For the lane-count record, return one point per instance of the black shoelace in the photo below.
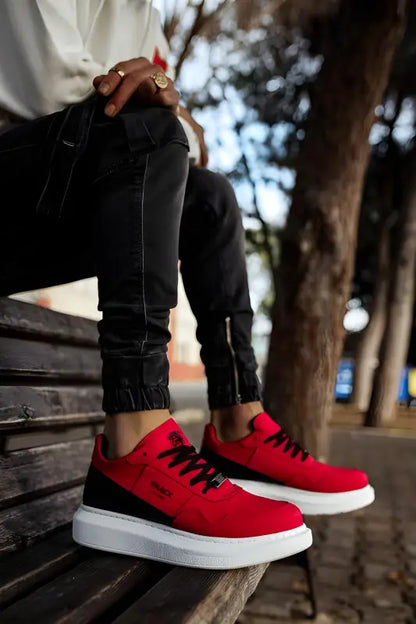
(187, 455)
(282, 437)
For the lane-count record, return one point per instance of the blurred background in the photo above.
(309, 108)
(249, 71)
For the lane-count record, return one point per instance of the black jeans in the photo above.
(89, 195)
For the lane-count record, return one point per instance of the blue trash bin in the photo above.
(403, 394)
(345, 380)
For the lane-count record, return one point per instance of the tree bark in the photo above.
(320, 238)
(395, 343)
(366, 360)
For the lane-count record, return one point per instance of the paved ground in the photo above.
(363, 564)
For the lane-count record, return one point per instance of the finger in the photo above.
(112, 80)
(128, 87)
(149, 93)
(97, 81)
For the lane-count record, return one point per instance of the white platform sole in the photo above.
(128, 535)
(311, 503)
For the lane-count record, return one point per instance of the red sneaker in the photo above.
(268, 463)
(164, 502)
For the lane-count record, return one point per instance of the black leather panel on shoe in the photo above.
(103, 493)
(233, 470)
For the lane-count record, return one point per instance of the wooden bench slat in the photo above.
(45, 407)
(84, 593)
(42, 470)
(189, 596)
(22, 525)
(23, 318)
(24, 570)
(25, 358)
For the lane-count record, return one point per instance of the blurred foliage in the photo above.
(264, 56)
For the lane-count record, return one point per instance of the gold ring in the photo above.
(160, 80)
(118, 71)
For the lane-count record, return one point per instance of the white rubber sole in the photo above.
(128, 535)
(312, 503)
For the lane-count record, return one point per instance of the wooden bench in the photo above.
(50, 409)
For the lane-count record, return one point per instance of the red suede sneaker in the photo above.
(163, 501)
(268, 463)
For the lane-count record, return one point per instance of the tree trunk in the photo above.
(319, 242)
(395, 343)
(368, 349)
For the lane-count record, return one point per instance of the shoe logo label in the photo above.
(161, 491)
(175, 438)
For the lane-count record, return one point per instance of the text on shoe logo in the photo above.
(162, 490)
(175, 438)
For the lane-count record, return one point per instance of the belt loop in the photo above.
(66, 142)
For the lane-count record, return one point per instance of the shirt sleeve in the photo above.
(52, 67)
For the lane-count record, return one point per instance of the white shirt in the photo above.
(50, 50)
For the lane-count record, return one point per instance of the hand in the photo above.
(199, 131)
(137, 83)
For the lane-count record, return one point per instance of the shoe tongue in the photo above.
(265, 424)
(166, 435)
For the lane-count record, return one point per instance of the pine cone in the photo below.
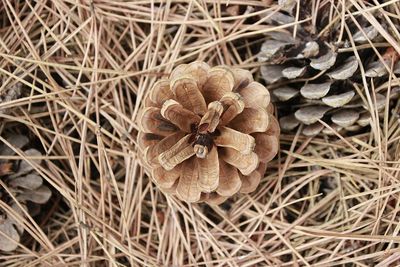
===
About this exercise — In the copy, no picture may appear; the records themselves must be output exactly.

Exercise response —
For the lane-count record, return one point per instance of the black shoelace in the photo below.
(187, 455)
(282, 437)
For the lane-count record, return one point per instance of the blurred background in the photo above.
(309, 108)
(249, 71)
For the lane-count record, return one point per instance of the black jeans in the photo above.
(89, 195)
For the lane-count record, return one point per instance of the blue trash bin in the photo above.
(403, 394)
(345, 380)
For the lane-count record, return one point per instance of the tree bark in the photo above.
(320, 238)
(395, 343)
(366, 360)
For the lane-count record, return one point per instance of the paved ground in the photo above.
(363, 564)
For the lane-count record, return one point per instance of the finger in the photo above.
(112, 80)
(128, 87)
(149, 93)
(97, 81)
For the lane-count record, return one point per instance of the white platform sole in the photo above.
(128, 535)
(311, 503)
For the lane-count record, return one point per instance of the red sneaker in the photo above.
(268, 463)
(164, 502)
For the lane-count record, return one point per instance of the black leather panel on shoe in the photo above.
(103, 493)
(233, 470)
For the lane-count record, return one point per instance of the wooden bench slat in the photo above.
(45, 407)
(84, 593)
(42, 470)
(189, 596)
(22, 525)
(23, 318)
(24, 570)
(25, 358)
For the lane-count record, return one point per instance of the blurred foliage in the photo above.
(264, 56)
For the lane-count record, return one point per instance of the gold ring in the photo above.
(160, 80)
(118, 71)
For the lane-count record, return one point per instance of the white rubber sole in the photo above.
(128, 535)
(312, 503)
For the lane-count record, return one point per instance of the wooden bench in the photo above.
(50, 409)
For the lane-count record, return one point per instance of the red suede sneaker in the photo above.
(163, 501)
(268, 463)
For the lane-count record, return one point per instance of the tree trunk in the photo above.
(319, 242)
(395, 343)
(368, 349)
For the lane-count record, return one point per instance of the shoe logo label in the photo above.
(161, 491)
(175, 438)
For the lane-count record, return one point per instance of the text on shoe logo in the photo above.
(162, 490)
(175, 438)
For the lane-count record, return one point per instance of the belt loop in the photo above.
(66, 142)
For the lane-count record, return one point per instance of the shirt sleeve in the photo above.
(52, 67)
For the lane-count record, return one point per instance of the white shirt in the photo above.
(50, 50)
For the lane-count record, return one point per instance of the hand in the photo above.
(199, 131)
(137, 83)
For the lane-count record, return one point per instance of the shoe tongue in the photo above.
(265, 424)
(166, 435)
For the lane-count record, return one point per instance of the pine cone in the photo below.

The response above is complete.